═════ Material provided

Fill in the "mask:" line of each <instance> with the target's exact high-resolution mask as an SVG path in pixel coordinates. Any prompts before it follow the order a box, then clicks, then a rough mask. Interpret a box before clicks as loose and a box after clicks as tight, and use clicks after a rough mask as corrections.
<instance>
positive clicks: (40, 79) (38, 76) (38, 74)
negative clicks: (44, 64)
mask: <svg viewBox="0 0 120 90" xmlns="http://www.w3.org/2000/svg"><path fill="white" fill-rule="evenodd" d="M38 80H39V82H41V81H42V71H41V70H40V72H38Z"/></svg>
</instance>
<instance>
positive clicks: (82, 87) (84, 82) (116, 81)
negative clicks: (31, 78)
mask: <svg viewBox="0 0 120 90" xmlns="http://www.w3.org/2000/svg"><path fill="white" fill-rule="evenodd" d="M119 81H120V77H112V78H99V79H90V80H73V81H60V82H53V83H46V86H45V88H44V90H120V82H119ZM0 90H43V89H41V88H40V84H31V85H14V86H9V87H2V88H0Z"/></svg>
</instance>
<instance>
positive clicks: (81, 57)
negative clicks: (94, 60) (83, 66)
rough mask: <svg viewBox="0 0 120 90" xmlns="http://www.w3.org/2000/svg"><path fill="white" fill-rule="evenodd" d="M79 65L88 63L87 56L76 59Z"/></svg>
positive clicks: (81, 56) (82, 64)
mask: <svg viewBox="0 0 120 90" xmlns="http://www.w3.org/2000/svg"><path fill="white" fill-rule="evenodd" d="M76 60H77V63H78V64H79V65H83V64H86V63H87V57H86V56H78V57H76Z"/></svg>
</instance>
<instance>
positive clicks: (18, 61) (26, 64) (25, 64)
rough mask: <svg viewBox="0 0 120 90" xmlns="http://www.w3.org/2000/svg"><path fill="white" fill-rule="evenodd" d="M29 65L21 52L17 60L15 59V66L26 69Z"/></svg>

══════════

Job item => Exact copies of all the entries above are required.

Worked solution =>
Fill in the "mask:" line of each <instance> with the target's exact high-resolution mask as an SVG path in pixel coordinates. Any prompts before it follow the order a box, then clicks, then a rough mask. Interpret a box before clicks as loose and a box after clicks as tight, and use clicks after a rough mask as corrections.
<instance>
positive clicks: (40, 79) (38, 76) (38, 74)
negative clicks: (44, 64)
mask: <svg viewBox="0 0 120 90" xmlns="http://www.w3.org/2000/svg"><path fill="white" fill-rule="evenodd" d="M38 80H39V82H41V81H42V71H41V70H40V72H38Z"/></svg>
</instance>
<instance>
positive clicks: (82, 87) (84, 82) (116, 81)
negative clicks: (31, 78)
mask: <svg viewBox="0 0 120 90" xmlns="http://www.w3.org/2000/svg"><path fill="white" fill-rule="evenodd" d="M119 81H120V77H112V78H99V79H90V80H73V81H60V82H53V83H46V86H45V88H44V90H120V82H119ZM0 90H43V89H41V88H40V84H31V85H14V86H9V87H2V88H0Z"/></svg>
</instance>
<instance>
positive clicks: (81, 57)
negative clicks: (94, 60) (83, 66)
rough mask: <svg viewBox="0 0 120 90" xmlns="http://www.w3.org/2000/svg"><path fill="white" fill-rule="evenodd" d="M79 65L88 63L87 56L76 59Z"/></svg>
positive clicks: (81, 56) (82, 64)
mask: <svg viewBox="0 0 120 90" xmlns="http://www.w3.org/2000/svg"><path fill="white" fill-rule="evenodd" d="M76 60H77V63H78V64H79V65H83V64H86V63H87V57H86V56H78V57H76Z"/></svg>
</instance>
<instance>
positive clicks: (18, 61) (26, 64) (25, 64)
rough mask: <svg viewBox="0 0 120 90" xmlns="http://www.w3.org/2000/svg"><path fill="white" fill-rule="evenodd" d="M29 65L21 52L17 60L15 59V66L26 69Z"/></svg>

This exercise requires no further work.